At the shows, we sometimes stood close enough to the stage that our ears stung from the speakers. Sometimes the lead singer slung beads of sweat on us. It was kind of gross but sweat was just sweat and anyway, we were sharing sips of beer from the same damp pint glass, so whatever. We also shook hands with strangers, touched our phones, wiped our sweaty foreheads on the back of our wrists, and ate palms of peanut M&Ms from the vending machine. 

Our hands were not our enemies. We clapped for songs that were half-good. Half-good was good enough because a show was more than what was happening on the stage. It was the crowd, the drinks, the tight, hot room. It was the delicious relief of outside air. It was the promise of something exciting. Just the promise was enough. We went to shows to feel promise. To show up for possibility. To make good on opportunity.

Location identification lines
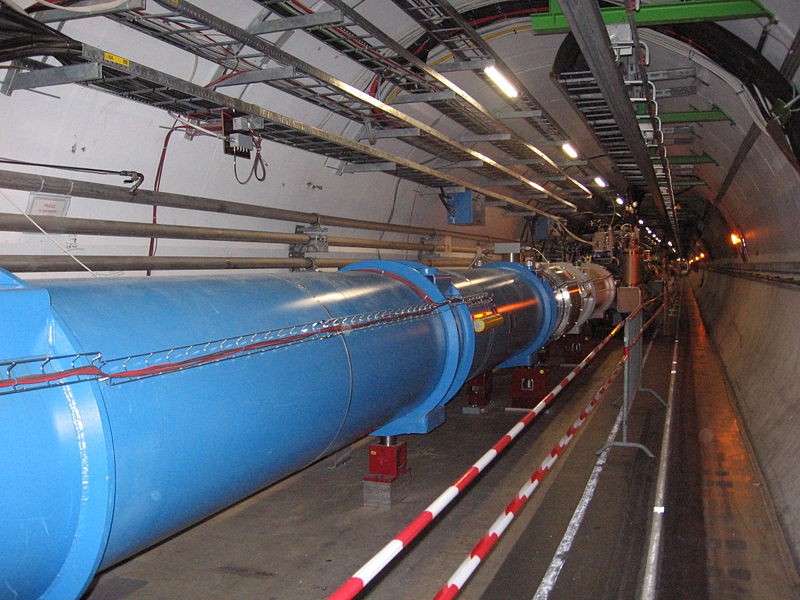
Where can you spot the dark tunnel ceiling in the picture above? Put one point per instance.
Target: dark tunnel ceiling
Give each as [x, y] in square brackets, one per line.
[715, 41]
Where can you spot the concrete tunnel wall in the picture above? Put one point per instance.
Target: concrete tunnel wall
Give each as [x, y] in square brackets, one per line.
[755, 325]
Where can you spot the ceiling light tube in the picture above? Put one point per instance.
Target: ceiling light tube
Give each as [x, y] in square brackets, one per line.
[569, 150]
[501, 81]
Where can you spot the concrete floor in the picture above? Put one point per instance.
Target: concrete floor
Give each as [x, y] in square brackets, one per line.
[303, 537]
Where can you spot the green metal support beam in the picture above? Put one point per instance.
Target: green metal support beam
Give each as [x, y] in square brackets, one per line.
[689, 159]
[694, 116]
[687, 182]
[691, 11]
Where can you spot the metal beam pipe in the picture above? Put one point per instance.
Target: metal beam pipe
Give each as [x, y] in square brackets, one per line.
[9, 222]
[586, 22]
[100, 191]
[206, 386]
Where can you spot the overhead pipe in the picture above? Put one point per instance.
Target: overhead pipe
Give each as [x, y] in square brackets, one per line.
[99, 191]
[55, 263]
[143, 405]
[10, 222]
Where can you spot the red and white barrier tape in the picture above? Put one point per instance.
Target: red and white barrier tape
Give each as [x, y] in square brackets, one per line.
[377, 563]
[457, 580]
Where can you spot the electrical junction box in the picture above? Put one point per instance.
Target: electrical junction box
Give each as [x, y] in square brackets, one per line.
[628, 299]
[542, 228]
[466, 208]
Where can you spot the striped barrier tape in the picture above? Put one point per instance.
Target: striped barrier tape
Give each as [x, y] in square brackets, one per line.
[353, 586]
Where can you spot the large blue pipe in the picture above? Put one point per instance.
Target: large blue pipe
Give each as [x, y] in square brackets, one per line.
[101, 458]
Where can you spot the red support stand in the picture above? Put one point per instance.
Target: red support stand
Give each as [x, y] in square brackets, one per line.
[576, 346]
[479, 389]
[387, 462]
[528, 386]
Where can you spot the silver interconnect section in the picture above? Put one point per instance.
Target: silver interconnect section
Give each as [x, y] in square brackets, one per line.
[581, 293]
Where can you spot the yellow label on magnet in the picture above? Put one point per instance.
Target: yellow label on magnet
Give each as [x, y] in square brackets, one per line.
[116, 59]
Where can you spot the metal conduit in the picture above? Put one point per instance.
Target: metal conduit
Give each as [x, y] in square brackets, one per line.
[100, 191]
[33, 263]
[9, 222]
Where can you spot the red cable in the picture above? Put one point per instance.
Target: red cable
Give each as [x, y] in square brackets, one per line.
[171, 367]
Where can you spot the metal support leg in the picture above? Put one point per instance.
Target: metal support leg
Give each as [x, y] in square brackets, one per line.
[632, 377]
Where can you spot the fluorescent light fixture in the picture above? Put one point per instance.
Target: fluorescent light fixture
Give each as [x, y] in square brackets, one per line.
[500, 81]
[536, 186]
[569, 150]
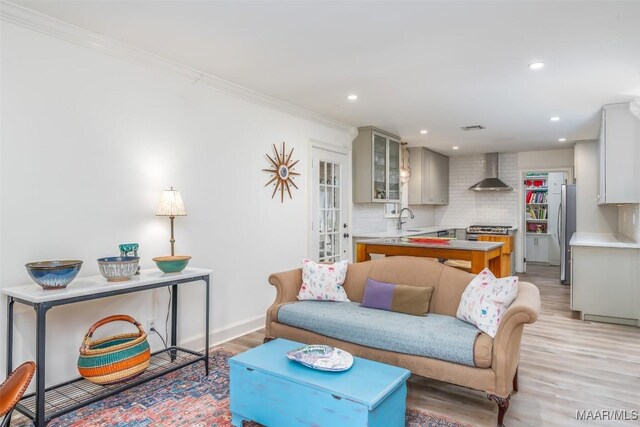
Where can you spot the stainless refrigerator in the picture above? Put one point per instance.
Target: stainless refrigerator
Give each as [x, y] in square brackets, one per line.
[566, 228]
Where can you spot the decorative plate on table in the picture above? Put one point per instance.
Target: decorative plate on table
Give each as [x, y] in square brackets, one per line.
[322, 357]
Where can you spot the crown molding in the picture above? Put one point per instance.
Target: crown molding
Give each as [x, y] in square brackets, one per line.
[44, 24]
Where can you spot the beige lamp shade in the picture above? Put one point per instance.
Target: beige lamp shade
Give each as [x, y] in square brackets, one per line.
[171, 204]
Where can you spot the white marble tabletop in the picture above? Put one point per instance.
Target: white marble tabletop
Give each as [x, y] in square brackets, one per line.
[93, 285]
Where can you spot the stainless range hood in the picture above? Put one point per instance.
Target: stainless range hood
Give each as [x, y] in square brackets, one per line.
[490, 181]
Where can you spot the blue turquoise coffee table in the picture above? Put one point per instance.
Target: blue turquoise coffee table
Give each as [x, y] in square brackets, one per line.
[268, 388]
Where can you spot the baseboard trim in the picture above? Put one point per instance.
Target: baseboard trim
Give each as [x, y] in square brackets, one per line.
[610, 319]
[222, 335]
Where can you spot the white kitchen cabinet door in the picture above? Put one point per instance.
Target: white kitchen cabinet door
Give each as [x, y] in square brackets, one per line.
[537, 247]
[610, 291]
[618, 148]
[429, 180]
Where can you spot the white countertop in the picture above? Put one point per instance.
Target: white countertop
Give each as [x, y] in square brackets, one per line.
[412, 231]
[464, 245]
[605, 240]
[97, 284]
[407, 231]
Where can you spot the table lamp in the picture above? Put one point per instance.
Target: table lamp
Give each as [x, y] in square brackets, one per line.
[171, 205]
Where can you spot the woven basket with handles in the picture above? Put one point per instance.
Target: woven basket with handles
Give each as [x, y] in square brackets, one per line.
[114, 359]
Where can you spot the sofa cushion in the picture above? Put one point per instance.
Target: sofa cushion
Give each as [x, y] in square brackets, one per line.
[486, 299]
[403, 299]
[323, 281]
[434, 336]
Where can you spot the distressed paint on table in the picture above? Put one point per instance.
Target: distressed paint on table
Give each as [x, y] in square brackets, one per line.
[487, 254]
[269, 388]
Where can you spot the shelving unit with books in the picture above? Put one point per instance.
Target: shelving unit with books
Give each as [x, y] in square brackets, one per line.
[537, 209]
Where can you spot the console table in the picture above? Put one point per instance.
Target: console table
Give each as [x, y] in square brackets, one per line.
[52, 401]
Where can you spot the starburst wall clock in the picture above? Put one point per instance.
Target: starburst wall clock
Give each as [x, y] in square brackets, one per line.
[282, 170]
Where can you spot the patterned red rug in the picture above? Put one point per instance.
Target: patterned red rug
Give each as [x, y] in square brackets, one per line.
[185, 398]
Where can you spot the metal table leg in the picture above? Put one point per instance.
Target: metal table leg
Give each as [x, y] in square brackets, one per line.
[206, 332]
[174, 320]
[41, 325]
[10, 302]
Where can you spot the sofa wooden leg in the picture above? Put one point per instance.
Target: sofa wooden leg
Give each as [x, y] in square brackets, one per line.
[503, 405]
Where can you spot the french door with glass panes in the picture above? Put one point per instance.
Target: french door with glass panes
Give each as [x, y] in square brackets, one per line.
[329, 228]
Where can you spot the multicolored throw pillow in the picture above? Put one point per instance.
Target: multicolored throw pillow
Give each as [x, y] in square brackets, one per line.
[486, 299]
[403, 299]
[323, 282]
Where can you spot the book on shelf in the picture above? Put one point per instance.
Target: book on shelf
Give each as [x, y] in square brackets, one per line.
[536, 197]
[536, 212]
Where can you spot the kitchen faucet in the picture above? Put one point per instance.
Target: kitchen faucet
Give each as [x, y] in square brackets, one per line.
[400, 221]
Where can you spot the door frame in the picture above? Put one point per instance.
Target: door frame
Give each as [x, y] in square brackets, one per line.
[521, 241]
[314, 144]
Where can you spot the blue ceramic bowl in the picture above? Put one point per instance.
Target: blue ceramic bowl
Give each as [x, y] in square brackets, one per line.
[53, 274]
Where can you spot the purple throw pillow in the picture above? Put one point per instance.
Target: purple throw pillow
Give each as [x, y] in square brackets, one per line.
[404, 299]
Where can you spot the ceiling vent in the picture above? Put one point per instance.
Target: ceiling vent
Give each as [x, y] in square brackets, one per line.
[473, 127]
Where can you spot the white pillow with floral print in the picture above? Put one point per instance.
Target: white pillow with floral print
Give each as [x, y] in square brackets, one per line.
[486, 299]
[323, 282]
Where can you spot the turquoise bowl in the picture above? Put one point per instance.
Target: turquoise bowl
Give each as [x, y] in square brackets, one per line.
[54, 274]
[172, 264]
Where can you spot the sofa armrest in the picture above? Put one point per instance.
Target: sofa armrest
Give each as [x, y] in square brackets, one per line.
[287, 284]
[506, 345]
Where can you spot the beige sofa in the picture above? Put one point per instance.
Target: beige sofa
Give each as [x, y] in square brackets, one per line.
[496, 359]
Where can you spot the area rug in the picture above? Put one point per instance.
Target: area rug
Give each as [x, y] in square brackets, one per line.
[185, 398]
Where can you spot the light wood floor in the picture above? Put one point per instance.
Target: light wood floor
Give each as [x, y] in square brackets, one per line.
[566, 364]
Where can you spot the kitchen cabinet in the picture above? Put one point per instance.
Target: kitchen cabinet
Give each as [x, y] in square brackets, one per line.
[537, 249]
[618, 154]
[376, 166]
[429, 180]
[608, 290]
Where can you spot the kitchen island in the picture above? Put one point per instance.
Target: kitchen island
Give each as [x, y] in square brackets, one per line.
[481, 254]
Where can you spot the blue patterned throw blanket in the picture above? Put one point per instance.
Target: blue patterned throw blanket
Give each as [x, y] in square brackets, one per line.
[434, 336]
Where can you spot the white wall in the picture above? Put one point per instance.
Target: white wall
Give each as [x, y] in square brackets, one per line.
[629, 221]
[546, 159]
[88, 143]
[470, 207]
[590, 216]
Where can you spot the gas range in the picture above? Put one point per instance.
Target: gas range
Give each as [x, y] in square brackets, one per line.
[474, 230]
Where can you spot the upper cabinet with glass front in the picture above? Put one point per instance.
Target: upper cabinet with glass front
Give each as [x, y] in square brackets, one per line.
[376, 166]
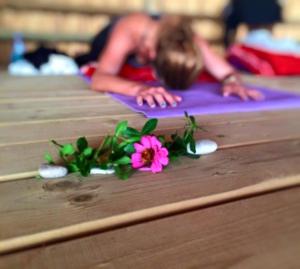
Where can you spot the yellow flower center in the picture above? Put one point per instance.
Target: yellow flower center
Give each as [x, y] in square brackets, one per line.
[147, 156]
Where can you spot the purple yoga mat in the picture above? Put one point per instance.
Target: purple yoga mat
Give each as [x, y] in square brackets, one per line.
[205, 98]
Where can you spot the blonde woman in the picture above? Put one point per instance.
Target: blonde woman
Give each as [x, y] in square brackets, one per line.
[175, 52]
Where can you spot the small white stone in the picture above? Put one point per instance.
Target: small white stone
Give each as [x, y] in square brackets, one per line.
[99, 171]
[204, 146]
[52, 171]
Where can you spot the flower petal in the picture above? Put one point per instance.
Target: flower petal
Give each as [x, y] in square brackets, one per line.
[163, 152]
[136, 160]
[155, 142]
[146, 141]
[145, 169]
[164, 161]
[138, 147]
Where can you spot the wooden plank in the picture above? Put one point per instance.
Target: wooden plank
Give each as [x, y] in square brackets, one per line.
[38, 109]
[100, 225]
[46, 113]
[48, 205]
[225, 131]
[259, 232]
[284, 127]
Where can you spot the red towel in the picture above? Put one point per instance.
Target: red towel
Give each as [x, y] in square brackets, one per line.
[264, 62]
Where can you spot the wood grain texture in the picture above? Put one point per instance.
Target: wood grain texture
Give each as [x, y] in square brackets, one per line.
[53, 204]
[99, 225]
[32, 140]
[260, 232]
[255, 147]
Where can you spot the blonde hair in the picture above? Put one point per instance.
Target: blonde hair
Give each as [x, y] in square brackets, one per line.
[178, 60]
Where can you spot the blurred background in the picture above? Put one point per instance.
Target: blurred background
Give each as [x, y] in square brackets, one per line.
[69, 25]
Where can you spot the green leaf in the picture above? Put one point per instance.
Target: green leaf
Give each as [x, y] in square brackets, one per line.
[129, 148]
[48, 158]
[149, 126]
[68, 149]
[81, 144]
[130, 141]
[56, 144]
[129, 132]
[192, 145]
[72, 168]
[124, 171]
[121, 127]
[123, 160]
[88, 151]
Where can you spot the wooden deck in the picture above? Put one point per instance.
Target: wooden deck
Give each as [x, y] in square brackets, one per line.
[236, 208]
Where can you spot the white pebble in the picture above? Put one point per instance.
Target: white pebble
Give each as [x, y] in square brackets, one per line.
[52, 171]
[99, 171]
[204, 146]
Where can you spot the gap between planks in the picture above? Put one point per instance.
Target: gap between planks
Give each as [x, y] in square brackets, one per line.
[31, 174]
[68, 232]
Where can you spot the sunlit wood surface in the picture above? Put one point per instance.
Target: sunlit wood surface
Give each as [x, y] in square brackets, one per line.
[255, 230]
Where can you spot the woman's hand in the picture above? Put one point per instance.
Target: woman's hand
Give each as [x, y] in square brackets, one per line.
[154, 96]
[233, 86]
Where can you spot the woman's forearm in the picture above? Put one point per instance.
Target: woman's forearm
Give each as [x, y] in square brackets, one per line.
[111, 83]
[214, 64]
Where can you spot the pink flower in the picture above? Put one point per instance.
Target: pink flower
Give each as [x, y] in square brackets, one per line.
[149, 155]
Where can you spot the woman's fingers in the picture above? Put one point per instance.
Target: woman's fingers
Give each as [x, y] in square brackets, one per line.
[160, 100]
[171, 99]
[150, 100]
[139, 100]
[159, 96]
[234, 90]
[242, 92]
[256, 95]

▶ Actions to take
• a. From the passage about going to shows, quote everything from "At the shows, we" down to "good on opportunity.".
• b. Answer these questions about the passage on going to shows:
(i) Where did the peanut M&Ms come from?
(ii) What were the beer sips shared from?
(iii) What does the passage say people went to shows to feel?
• c. Condense the paragraph of the passage on going to shows that opens with "Our hands were not our enemies" into a shorter version that keeps its main points.

▶ Exercise solutions
• a.
At the shows, we sometimes stood close enough to the stage that our ears stung from the speakers. Sometimes the lead singer slung beads of sweat on us. It was kind of gross but sweat was just sweat and anyway, we were sharing sips of beer from the same damp pint glass, so whatever. We also shook hands with strangers, touched our phones, wiped our sweaty foreheads on the back of our wrists, and ate palms of peanut M&Ms from the vending machine. 

Our hands were not our enemies. We clapped for songs that were half-good. Half-good was good enough because a show was more than what was happening on the stage. It was the crowd, the drinks, the tight, hot room. It was the delicious relief of outside air. It was the promise of something exciting. Just the promise was enough. We went to shows to feel promise. To show up for possibility. To make good on opportunity.

• b.
(i) The vending machine.
(ii) The same damp pint glass.
(iii) Promise.

• c. Our hands were not our enemies. We clapped even for half-good songs, because a show was more than the stage: it was the crowd, the drinks, the tight, hot room, the relief of outside air, and the promise of something exciting. We went to feel that promise, show up for possibility, and make good on opportunity.